Required task: Take the listing and print it in full, exactly as given.

** START **

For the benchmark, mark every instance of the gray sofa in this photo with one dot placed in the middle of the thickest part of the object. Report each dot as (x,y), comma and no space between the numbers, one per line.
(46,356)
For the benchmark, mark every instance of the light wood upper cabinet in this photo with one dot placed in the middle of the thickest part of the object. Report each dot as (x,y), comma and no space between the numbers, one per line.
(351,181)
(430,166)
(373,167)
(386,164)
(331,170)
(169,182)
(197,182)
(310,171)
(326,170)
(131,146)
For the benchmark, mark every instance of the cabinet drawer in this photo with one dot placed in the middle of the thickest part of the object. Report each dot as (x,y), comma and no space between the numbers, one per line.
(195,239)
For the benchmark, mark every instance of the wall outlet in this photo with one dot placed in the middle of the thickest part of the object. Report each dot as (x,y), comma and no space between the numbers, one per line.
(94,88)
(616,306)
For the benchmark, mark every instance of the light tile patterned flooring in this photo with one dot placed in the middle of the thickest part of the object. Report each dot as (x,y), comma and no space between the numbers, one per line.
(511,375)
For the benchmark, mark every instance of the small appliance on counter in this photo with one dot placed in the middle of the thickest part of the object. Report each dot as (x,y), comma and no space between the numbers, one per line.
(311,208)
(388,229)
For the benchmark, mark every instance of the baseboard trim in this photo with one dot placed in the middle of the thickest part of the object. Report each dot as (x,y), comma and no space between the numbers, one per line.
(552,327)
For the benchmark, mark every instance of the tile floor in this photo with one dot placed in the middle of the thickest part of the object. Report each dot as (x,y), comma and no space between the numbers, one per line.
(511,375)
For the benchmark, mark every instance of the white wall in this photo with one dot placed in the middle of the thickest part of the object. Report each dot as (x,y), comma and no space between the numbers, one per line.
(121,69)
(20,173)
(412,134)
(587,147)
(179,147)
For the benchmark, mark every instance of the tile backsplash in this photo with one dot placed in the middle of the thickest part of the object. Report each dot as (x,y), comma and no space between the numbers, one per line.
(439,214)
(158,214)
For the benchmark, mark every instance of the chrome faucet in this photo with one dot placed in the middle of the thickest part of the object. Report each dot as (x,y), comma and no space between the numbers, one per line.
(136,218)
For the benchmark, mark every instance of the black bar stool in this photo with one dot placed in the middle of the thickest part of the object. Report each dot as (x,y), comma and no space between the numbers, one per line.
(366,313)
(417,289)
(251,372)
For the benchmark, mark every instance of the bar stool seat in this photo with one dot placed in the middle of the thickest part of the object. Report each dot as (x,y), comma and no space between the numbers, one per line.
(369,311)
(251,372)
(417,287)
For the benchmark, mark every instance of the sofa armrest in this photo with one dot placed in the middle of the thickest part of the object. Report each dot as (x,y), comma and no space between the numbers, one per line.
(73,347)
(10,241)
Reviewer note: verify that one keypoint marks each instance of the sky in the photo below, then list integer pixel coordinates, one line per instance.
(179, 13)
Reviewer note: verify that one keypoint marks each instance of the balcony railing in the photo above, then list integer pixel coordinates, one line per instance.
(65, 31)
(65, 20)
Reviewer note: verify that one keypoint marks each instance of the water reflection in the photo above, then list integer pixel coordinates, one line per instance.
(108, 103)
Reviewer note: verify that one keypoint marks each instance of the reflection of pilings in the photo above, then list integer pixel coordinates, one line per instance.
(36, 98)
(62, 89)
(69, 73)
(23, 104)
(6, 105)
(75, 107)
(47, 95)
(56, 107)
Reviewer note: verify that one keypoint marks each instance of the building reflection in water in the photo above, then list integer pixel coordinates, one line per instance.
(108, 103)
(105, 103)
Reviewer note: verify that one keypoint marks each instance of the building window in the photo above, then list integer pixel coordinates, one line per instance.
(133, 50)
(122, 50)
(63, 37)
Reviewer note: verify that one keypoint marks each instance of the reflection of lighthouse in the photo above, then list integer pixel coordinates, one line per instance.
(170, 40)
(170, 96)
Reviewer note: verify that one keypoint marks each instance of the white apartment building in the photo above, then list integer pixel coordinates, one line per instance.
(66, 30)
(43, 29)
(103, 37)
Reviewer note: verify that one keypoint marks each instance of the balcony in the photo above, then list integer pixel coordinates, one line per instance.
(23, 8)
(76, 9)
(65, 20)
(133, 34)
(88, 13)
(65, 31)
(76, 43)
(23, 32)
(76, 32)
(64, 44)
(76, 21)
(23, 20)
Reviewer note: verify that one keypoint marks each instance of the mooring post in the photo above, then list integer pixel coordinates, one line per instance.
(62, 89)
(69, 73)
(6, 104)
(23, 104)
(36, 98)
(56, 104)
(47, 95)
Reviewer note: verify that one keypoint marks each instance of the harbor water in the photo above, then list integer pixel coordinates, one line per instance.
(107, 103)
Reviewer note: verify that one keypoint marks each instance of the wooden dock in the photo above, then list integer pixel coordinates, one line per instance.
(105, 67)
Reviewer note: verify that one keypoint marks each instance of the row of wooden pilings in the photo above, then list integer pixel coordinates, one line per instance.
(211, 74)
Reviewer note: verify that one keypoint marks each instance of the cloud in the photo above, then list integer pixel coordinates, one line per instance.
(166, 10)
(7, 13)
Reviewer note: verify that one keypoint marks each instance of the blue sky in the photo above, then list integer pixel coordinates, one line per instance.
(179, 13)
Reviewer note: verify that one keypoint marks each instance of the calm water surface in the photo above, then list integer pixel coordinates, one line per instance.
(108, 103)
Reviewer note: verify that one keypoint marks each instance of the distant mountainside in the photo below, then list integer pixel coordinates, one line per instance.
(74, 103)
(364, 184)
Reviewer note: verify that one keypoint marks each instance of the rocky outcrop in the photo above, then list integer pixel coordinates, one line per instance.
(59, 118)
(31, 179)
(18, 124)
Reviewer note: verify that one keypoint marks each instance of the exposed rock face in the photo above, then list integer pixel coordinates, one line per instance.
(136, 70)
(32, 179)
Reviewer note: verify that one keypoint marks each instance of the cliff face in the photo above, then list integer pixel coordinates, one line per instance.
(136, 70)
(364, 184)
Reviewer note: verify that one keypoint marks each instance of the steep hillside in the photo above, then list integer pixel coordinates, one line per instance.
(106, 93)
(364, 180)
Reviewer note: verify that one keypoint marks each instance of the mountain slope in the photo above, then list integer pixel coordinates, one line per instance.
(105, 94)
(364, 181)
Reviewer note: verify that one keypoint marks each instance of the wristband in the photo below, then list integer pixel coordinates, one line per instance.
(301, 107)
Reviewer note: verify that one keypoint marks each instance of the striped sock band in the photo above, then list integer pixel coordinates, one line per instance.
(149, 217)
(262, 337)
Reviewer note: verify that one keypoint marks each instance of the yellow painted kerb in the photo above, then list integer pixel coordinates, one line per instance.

** END **

Answer for the task:
For the benchmark, mark every instance of the gray sofa in this photo with one dot placed in the middle of the thickest part of the object. Report each dot as (x,y), comma and no space between the numbers, one per line.
(46,356)
For the benchmark, mark every instance of the light wood upper cabinet in this photo with one dot placed in the middle of the thickest part of the object. Report each dot as (x,y), comma and no space between the numbers, one per line.
(351,181)
(430,166)
(373,167)
(386,164)
(331,170)
(169,182)
(197,182)
(310,171)
(326,170)
(131,146)
For the benchmark, mark every instance of the cabinet drawer in this photo with one dot placed in the middle of the thickest part of the object. Report each dot as (x,y), comma and no space between the numbers, one per line.
(195,239)
For the benchmark, mark every instance of the wall outlet in this photo with one dot placed in the middle of the thickest part of the object. Report each dot as (x,y), comma and no space between the numbers, one per line.
(94,88)
(616,306)
For the benchmark, mark every instance of the light tile patterned flooring in this photo with one dot placed in the middle of the thickest part of the object. Report each dot as (x,y), comma and no space between the numbers, one per line.
(511,375)
For the benchmark, mark every instance of the small appliance on counter in this photo with one dot placed in the middle of the thickest part of the object. Report each dot as (x,y), comma and no space between the numbers, one per line.
(311,208)
(388,229)
For the benchmark, mark every instance of the baseboard trim in this photo with one dot placed in the middle of the thickest part of the object. Report each dot as (x,y), comma and no space between the numbers, one per line.
(552,327)
For the benchmark, mark every instance of the tile floor in this photo with one dot placed in the middle of the thickest part of the object. Report each dot as (x,y), comma and no space between the numbers, one per line.
(511,375)
For the benchmark, mark every instance of the white wall in this photo with one dot placed in the middle of the thickest part of the object. Report each dot as (x,y), comma and no space between the numbers, one per line.
(121,69)
(20,173)
(412,134)
(587,147)
(179,147)
For the benchmark, mark every instance of the tile backsplash in this photo with one dot placed in the middle of the thickest part of the object. Report each dot as (x,y), comma and no space between the numbers, one per line.
(439,214)
(158,214)
For the benchmark, mark every instance of the chrome faucet in this photo with one dot placed in the middle of the thickest part of the object. Report each dot as (x,y), comma and no space between the numbers, one per line.
(136,218)
For the benchmark, mark every instance of the black bar stool in this photo with one dot placed in the middle of the thickest part of the object. Report each dot as (x,y), comma and no space between the numbers, one per line.
(366,313)
(417,289)
(251,372)
For the benchmark, mark every instance of the bar stool seat in this photo with one dot placed in the middle of the thickest part of the object. Report each dot as (x,y), comma and no space between the numbers, one per line.
(369,311)
(251,372)
(417,287)
For the benchmark, mark every instance of the sofa armrest in this photo with one dot placed in the middle of the thickest part of the object. Report each dot as (x,y), comma and no space between the numbers, one per line.
(73,347)
(10,241)
Reviewer note: verify that one keypoint marks each instance of the sky in the photo below, then list integer pixel coordinates, one line per instance.
(179, 13)
Reviewer note: verify that one keypoint marks each instance of the balcony railing in the photo above, then list integer pixel coordinates, one line per instance.
(65, 31)
(65, 20)
Reviewer note: verify that one keypoint marks each instance of the water reflection in the photo above, then list integer pixel coordinates, one line per instance.
(108, 103)
Reviewer note: verify that one keypoint marks each instance of the reflection of pilings in the photo above, then list integer pixel coordinates, one line per instance.
(36, 98)
(62, 89)
(69, 73)
(23, 104)
(6, 105)
(75, 107)
(47, 95)
(56, 107)
Reviewer note: verify that one keypoint marks each instance of the building reflection in water in the photo above, then list integer pixel coordinates, one line per instance.
(108, 103)
(105, 103)
Reviewer note: verify that one keypoint marks each instance of the building window in the photo above, then list integer pixel coordinates, one line per instance.
(133, 50)
(122, 50)
(63, 37)
Reviewer note: verify that one keypoint marks each instance of the reflection of lighthouse in the photo above, then list integer pixel coordinates, one line per instance.
(170, 40)
(170, 96)
Reviewer note: verify that one keypoint marks each instance of the white apartment building in the photo above, then list integer pixel coordinates, one line per instance.
(66, 30)
(43, 29)
(103, 37)
Reviewer note: verify that one keypoint marks each instance of the balcony in the photo above, then list integer pixel coordinates, one line per instance.
(23, 8)
(76, 9)
(65, 20)
(133, 34)
(88, 13)
(65, 31)
(76, 43)
(23, 32)
(76, 32)
(64, 44)
(76, 21)
(23, 20)
Reviewer note: verify that one keypoint marks each instance of the mooring post in the photo above, then list integer pixel coordinates, one line per instance.
(62, 89)
(69, 73)
(6, 104)
(23, 104)
(36, 98)
(56, 104)
(47, 95)
Reviewer note: verify that one keypoint marks each instance of the harbor water in the photo above, then list integer pixel coordinates, one line per instance.
(107, 103)
Reviewer note: verify that one keypoint marks each instance of the wooden dock in the photo above, then list integer pixel coordinates, one line per instance.
(105, 67)
Reviewer note: verify that one keypoint marks each instance of the row of wooden pilings in the photo above, then list integer pixel coordinates, one line per instance.
(211, 74)
Reviewer note: verify that one keypoint marks each instance of the cloud in the photo above, then list integer pixel coordinates, one line per instance.
(166, 10)
(7, 13)
Reviewer note: verify that one keypoint marks each instance of the blue sky in the photo above, then list integer pixel coordinates, one line per instance.
(179, 13)
Reviewer note: verify that one keypoint marks each instance of the calm water surface in the photo above, then list integer pixel coordinates, one line per instance.
(108, 103)
Reviewer note: verify that one keypoint marks each instance of the distant mountainside in the photo below, then list integer pixel coordinates, one line per instance.
(74, 103)
(364, 184)
Reviewer note: verify that one keypoint marks each instance of the rocky outcrop in the photo above, then list integer pixel coordinates, one line per instance.
(59, 118)
(31, 179)
(18, 124)
Reviewer note: verify that one keypoint marks each instance of the exposed rock face in the photo above, then list integer pixel coordinates, one line per instance.
(136, 70)
(32, 179)
Reviewer note: verify that one keypoint marks each instance of the cliff face in the photo above, then list integer pixel coordinates, one line per instance.
(136, 70)
(364, 184)
Reviewer note: verify that one keypoint marks each instance of the steep hillside in the photo above, then list integer pixel coordinates, one line per instance.
(106, 93)
(364, 180)
Reviewer note: verify that one keypoint marks each instance of the mountain slope in the photo above, then list integer pixel coordinates, one line per instance.
(105, 94)
(364, 181)
Reviewer note: verify that one keypoint marks each instance of the wristband in the photo below, then list integer pixel coordinates, one line per instance.
(301, 107)
Reviewer note: verify that one keypoint marks each instance of the striped sock band in the photo above, then list integer pixel coordinates, one line per instance.
(149, 217)
(262, 337)
Reviewer note: verify that one keypoint marks each instance of the yellow painted kerb in the photo above, then list integer pixel coordinates, one line per instance.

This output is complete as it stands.